**** Extracted entries

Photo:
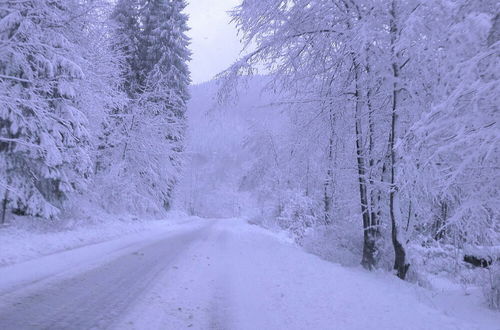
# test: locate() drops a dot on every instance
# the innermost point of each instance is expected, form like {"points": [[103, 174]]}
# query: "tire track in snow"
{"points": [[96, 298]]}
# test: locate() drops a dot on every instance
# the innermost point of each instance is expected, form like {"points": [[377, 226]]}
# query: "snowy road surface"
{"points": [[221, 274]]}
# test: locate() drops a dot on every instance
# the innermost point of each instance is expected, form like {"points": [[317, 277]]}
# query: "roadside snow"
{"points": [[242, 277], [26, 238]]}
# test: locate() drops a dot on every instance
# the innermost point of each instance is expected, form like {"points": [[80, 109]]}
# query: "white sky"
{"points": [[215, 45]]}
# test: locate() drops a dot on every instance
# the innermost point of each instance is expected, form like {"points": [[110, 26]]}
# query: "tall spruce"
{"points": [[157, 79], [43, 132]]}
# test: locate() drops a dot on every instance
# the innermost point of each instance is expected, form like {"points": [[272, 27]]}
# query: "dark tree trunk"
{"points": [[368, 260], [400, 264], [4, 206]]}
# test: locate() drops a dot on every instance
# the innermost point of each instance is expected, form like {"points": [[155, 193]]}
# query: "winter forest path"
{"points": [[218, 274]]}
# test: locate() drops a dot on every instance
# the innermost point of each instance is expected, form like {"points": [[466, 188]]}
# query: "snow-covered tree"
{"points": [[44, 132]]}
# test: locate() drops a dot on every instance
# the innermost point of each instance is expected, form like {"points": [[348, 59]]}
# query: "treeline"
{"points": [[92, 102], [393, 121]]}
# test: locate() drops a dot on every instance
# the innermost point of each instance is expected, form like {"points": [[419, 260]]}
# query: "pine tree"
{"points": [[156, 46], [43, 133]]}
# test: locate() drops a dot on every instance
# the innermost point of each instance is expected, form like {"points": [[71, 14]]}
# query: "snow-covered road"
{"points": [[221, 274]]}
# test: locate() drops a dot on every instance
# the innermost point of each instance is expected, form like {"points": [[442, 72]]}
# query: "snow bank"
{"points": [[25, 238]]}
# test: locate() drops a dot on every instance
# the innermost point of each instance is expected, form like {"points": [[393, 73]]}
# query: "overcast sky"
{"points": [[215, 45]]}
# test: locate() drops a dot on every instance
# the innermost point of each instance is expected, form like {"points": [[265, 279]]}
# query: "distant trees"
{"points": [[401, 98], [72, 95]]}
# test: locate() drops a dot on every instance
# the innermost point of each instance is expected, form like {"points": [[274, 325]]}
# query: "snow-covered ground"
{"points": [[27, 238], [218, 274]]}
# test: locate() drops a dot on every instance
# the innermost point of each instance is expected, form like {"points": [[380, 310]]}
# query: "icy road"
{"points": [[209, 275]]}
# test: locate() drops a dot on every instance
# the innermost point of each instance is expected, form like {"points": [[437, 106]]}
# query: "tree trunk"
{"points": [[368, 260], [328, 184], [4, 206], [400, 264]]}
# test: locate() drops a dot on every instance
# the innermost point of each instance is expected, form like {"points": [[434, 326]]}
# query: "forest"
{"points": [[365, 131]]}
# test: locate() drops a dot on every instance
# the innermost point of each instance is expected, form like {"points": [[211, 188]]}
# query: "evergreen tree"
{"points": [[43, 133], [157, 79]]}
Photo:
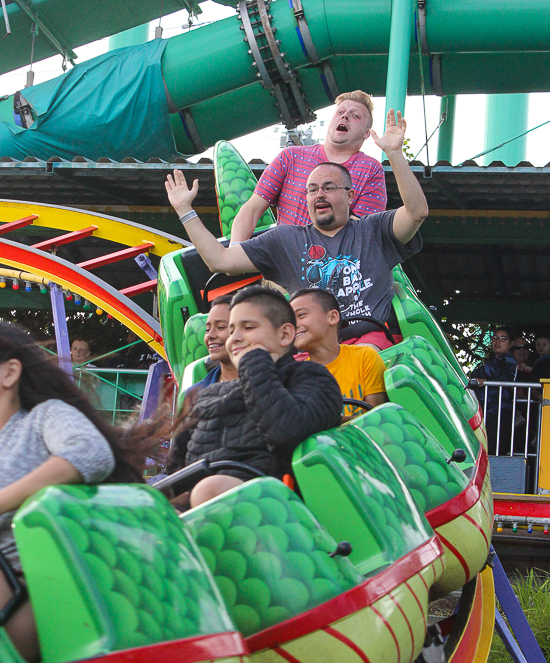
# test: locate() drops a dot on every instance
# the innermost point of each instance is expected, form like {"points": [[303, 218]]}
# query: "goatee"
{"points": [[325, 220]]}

********
**** Extracted entries

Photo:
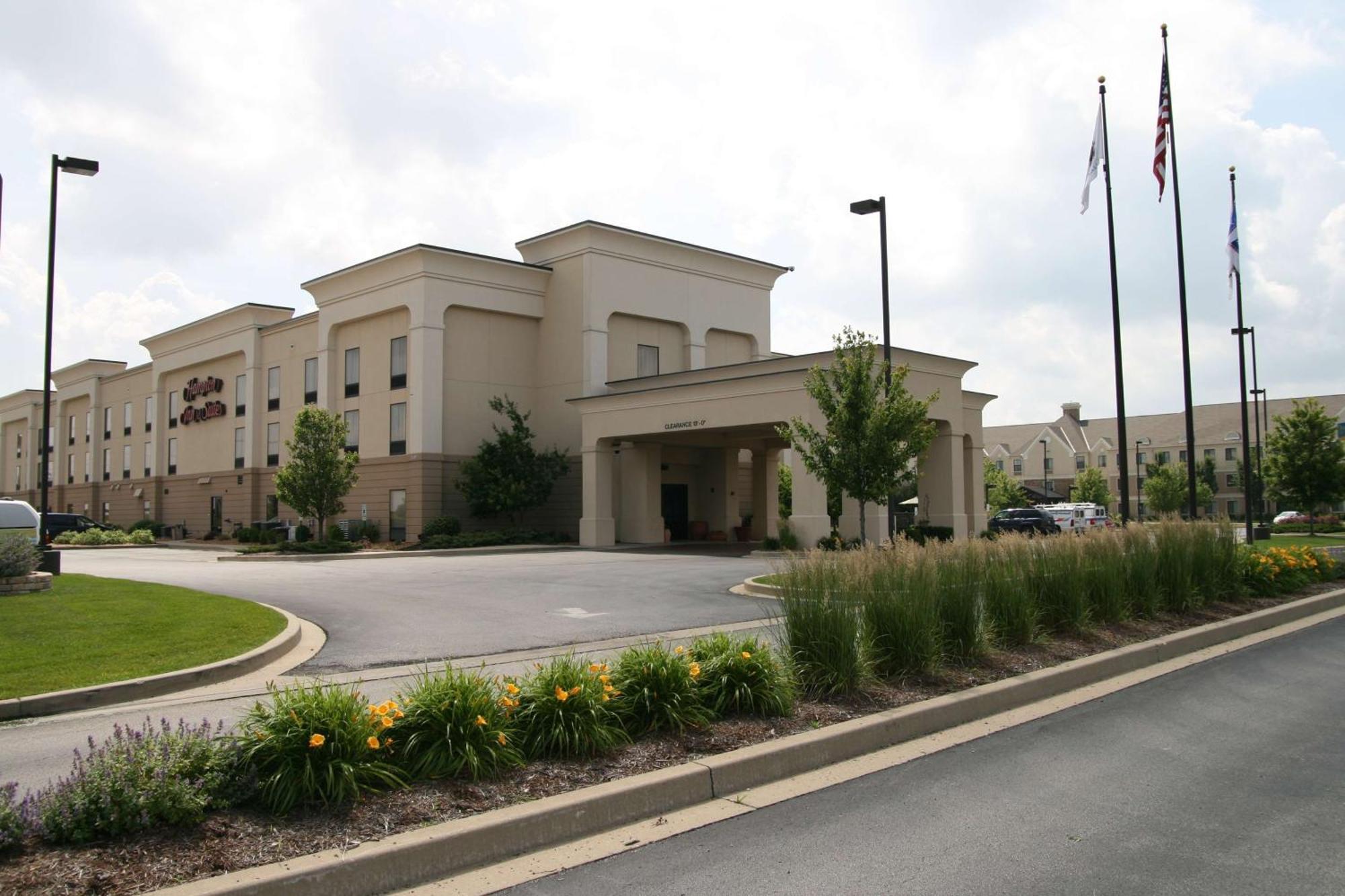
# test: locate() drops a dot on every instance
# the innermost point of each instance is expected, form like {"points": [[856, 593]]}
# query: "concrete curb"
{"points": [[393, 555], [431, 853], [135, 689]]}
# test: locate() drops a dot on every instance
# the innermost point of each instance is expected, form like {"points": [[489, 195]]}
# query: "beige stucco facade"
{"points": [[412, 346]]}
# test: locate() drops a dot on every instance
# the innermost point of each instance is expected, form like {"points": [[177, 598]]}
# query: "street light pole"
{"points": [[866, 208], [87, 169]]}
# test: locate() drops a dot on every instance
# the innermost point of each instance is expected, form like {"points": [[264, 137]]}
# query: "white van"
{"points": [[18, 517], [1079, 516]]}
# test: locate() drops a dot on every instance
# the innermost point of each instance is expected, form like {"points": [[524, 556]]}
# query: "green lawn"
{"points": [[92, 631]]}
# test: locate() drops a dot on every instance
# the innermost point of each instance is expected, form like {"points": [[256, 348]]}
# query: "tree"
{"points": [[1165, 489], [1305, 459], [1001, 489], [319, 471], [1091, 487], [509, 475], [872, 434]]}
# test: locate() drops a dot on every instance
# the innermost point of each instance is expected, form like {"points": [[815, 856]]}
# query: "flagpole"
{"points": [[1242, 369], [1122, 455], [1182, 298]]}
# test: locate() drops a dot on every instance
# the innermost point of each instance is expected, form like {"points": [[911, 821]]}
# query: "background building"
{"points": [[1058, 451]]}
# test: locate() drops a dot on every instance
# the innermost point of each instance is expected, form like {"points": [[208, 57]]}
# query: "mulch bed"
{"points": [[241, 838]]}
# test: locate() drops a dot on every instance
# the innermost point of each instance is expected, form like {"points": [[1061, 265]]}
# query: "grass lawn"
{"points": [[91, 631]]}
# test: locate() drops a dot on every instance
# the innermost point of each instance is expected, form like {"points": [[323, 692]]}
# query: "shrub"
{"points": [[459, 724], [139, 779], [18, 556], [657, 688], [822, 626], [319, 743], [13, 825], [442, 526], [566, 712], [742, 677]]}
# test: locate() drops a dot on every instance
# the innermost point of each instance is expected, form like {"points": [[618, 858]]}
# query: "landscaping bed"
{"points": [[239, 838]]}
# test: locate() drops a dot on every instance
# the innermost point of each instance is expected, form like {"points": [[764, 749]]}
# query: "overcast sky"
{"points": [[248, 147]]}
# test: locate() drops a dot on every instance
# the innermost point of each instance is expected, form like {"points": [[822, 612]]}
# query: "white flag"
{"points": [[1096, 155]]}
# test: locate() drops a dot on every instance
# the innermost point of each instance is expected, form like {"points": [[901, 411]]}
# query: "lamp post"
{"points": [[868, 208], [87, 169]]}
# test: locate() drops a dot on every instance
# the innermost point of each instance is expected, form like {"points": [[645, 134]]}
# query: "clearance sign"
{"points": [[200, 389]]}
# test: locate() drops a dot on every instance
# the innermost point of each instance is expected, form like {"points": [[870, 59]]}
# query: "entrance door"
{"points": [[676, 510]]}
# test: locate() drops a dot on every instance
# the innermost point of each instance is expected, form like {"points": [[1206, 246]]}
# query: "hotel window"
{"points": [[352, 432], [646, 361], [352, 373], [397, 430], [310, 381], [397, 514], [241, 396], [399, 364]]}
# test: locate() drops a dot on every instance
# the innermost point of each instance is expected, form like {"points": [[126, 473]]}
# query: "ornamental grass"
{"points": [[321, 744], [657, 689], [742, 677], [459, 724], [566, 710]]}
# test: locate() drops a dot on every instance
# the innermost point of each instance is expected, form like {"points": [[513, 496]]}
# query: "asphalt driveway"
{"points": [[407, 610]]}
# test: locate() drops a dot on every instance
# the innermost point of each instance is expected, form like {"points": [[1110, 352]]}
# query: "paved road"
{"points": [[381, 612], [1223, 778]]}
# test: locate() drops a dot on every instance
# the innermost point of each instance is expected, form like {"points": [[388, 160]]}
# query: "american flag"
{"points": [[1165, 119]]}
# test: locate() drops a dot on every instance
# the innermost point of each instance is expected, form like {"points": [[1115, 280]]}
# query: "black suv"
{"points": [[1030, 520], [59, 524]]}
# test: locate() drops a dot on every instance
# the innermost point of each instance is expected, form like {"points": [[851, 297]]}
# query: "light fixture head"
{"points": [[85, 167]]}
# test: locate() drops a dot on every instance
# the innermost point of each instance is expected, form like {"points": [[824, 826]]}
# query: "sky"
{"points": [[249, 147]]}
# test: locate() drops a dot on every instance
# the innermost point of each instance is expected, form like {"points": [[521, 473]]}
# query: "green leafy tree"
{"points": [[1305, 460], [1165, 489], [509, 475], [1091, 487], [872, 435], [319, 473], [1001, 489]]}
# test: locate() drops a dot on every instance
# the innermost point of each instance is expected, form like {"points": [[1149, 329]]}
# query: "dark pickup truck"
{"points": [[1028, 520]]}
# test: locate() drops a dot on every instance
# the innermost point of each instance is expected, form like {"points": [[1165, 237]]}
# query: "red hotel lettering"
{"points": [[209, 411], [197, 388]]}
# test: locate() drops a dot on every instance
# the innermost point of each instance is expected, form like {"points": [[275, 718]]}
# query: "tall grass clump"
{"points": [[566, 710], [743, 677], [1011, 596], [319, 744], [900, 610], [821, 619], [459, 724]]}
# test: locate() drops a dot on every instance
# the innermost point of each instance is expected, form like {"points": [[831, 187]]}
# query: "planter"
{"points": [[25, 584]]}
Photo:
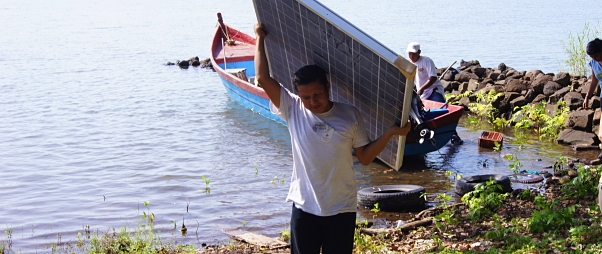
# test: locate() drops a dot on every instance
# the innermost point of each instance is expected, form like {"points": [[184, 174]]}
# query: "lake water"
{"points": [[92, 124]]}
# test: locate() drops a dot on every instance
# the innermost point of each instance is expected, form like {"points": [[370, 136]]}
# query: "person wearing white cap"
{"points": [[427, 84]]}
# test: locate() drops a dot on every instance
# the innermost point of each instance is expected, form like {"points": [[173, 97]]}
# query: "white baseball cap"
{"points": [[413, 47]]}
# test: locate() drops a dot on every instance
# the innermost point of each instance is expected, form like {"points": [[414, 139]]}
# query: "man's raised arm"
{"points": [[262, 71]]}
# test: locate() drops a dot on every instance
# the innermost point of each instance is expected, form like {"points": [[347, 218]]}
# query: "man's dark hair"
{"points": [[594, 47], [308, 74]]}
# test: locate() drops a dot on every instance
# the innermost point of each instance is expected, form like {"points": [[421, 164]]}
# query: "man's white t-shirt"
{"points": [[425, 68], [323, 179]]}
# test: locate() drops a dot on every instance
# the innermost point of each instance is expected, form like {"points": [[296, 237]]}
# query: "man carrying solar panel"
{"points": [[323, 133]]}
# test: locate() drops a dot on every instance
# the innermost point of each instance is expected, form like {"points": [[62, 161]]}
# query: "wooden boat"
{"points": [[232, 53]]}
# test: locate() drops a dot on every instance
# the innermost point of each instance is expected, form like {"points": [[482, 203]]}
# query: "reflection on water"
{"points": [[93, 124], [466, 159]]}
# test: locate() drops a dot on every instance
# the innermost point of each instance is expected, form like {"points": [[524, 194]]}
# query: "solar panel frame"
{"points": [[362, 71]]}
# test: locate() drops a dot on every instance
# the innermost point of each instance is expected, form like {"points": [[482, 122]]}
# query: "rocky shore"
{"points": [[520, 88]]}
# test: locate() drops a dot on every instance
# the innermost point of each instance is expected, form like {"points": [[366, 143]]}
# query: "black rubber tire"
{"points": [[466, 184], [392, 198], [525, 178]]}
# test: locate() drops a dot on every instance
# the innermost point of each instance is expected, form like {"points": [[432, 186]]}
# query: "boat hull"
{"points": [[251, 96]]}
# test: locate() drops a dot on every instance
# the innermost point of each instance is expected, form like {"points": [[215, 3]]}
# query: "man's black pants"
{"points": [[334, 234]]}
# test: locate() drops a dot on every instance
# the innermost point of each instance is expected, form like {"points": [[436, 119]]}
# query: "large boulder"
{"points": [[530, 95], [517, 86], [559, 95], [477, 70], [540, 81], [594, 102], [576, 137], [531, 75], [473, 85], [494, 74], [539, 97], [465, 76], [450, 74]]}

********
**** Extracted entries

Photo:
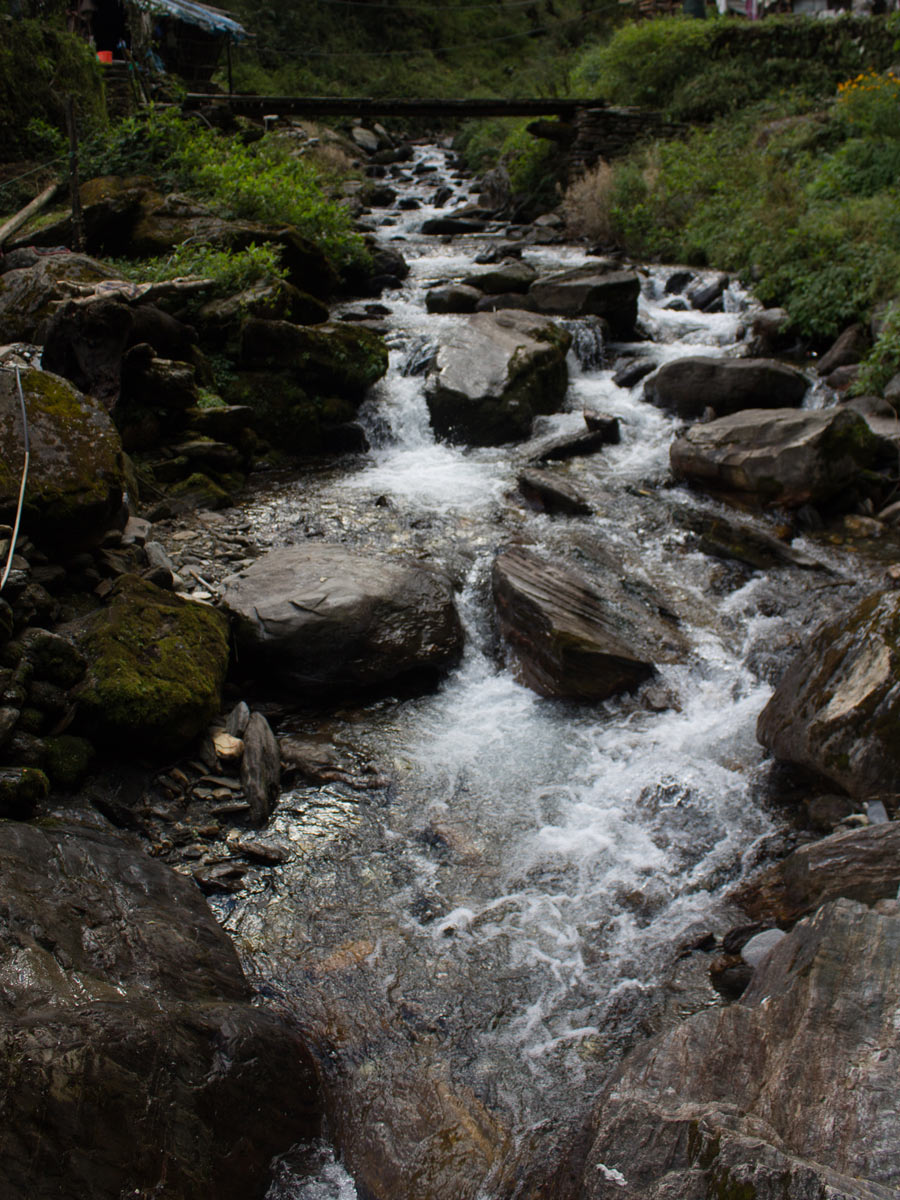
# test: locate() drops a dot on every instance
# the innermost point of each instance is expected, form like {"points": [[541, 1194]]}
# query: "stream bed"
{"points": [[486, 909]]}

********

• [The problem]:
Tally the lines of the entries above that contain the word "forest", treating case as significant, and give only the number.

• [Finished task]:
2